→ Objetivo de la tarea: Enumere todos los lugares concretos que el fragmento sobre armas biológicas nombra como blanco de un ataque.

15 Agosto 2019.
Tomado de: El País (España)
El escritor Stephen King, en su novela titulada Apocalipsis, nos relata los efectos de la propagación de un arma biológica que se ha venido a bautizar como “El Capitán Trotamundos”.
Se trata de una gripe infecciosa que aniquila a la población y cuya causa primera se debe a un experimento militar. La novela, de un terror contagioso, fue publicada a finales de los años 70. Tal vez, por su efecto anticipatorio, ha resultado ser una de las más leídas del autor hasta la fecha.
Por desgracia, el uso de las armas biológicas no se limita al campo de la ficción, sino que es un procedimiento bélico tan antiguo como lo puede ser la guerra. En la anterior entrega hicimos mención al sitio de Caffa por parte de los tártaros cuando, ayudados por catapultas, arrojaron al interior de la ciudad cadáveres consumidos por la peste. Que se sepa, fue el primer hecho histórico donde se utilizó la enfermedad como arma arrojadiza contra el enemigo.
De igual manera, durante la II Guerra Mundial, los japoneses castigaron a las ciudades chinas arrojando gérmenes de la misma bacteria (Yersinia pestis); cargando sus bombas con pulgas vivas infectadas con el virus de la peste que asolaría Europa durante el siglo XIV. Los hechos cometidos por las fuerzas de invasión japonesas fueron atroces. En agosto de 1942, un avión japonés lanzó su carga letal sobre los arrozales de Congshan, al sureste de China. A los quince días, las pulgas empezaron a saltar desde los cadáveres de las ratas que sembraban los campos.
Llegados aquí, podemos apuntar que la II Guerra Mundial fue un conflicto que se libró con ayuda de la ciencia. Por lo mismo, en ambos bandos se reclutó a científicos para luchar desde sus laboratorios con el fin de conseguir la victoria sobre el mapa del mundo. Las bombas atómicas arrojadas en Hiroshima y Nagasaki son el ejemplo más criminal de esto último. El empleo de patógenos se queda corto ante tan devastador modelo.
Años más tarde, ya en los albores de este siglo, tras el ataque terrorista a las Torres Gemelas, en occidente se desató el pánico. Nadie estaba a salvo de acabar sin respiración por culpa del envío indiscriminado de cartas de contenido mortal. Corría el año 2001. Desde el 18 de septiembre hasta el 9 de octubre, varios medios de comunicación norteamericanos, así como dos senadores, recibieron cartas que contenían esporas de carbunco.

→ Listado de datos:
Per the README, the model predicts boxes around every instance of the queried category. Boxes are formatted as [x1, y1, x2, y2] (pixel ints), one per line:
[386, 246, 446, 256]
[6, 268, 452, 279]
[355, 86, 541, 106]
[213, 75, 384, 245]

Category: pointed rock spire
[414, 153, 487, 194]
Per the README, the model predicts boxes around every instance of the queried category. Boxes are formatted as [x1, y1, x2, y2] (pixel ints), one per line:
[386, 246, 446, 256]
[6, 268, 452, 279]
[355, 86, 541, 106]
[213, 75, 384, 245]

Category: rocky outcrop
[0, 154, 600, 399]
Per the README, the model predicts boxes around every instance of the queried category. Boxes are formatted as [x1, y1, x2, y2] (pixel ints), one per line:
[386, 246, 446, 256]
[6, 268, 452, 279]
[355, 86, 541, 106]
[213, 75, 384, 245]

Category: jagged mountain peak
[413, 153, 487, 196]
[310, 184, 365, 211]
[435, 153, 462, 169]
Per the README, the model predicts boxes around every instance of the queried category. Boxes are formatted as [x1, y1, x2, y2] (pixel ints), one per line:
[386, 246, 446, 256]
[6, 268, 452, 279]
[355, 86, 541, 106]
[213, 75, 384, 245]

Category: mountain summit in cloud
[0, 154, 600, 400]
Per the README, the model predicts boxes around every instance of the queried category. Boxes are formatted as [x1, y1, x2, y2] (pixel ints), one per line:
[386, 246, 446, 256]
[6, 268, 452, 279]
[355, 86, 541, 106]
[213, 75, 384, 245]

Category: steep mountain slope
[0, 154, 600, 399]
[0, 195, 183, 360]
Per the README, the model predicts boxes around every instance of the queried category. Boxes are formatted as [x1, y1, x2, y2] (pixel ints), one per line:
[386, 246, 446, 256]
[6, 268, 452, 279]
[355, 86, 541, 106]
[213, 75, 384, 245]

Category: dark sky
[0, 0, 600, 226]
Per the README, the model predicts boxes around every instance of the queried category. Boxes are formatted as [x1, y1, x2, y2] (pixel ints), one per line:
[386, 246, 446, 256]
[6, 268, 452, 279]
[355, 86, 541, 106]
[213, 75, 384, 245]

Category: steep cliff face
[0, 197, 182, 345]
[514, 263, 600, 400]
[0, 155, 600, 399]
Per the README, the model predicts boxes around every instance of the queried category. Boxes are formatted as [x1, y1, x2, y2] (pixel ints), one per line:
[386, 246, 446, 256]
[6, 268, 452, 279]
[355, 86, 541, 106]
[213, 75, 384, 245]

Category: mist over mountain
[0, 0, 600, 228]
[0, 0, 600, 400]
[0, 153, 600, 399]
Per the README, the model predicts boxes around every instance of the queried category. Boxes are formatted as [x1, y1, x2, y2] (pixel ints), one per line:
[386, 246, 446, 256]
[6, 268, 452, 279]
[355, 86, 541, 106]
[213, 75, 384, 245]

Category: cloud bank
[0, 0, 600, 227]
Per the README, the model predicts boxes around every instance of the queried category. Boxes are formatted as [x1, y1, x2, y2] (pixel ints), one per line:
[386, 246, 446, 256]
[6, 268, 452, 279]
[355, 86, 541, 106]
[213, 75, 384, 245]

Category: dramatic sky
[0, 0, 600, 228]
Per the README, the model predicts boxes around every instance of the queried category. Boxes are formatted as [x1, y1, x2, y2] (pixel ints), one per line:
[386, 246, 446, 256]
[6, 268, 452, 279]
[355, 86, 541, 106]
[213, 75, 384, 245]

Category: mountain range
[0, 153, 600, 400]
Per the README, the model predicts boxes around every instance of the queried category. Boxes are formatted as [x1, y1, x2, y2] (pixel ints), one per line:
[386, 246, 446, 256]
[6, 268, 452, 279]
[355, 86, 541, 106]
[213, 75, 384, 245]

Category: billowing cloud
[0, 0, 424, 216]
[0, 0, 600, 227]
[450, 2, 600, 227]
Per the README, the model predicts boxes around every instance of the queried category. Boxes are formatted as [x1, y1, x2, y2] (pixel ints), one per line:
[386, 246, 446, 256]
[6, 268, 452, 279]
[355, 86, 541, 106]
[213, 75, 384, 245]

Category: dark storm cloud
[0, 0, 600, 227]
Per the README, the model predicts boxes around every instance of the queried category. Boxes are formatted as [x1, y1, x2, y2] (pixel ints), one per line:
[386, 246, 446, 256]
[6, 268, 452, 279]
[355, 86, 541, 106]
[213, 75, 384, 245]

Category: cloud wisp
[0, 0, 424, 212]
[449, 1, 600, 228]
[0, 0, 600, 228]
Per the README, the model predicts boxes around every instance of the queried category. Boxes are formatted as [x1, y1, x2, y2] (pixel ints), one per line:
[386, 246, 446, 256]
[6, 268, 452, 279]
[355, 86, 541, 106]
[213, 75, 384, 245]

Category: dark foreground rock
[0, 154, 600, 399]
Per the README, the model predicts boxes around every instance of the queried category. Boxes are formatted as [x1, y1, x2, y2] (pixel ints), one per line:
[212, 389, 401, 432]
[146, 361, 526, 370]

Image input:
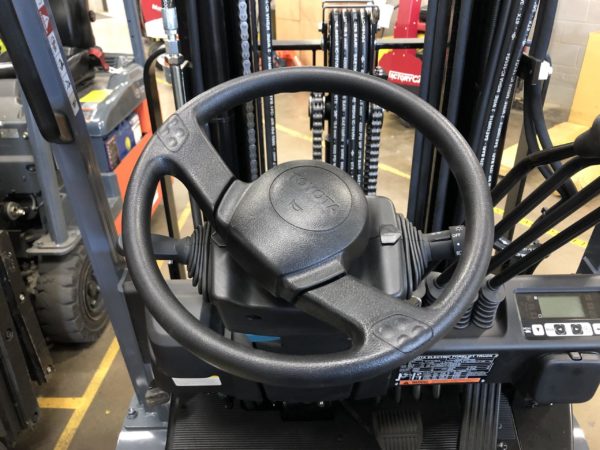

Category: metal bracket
[116, 395, 169, 450]
[27, 228, 81, 256]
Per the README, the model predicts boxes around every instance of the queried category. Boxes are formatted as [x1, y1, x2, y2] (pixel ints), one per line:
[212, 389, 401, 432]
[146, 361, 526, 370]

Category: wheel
[35, 245, 108, 344]
[123, 67, 494, 389]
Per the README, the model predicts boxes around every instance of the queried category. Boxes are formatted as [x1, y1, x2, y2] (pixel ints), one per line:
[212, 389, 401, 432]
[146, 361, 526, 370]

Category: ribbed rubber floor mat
[167, 395, 379, 450]
[373, 408, 423, 450]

→ Respuesta final:
- Caffa
- Los arrozales de Congshan
- Hiroshima
- Nagasaki
- Las Torres Gemelas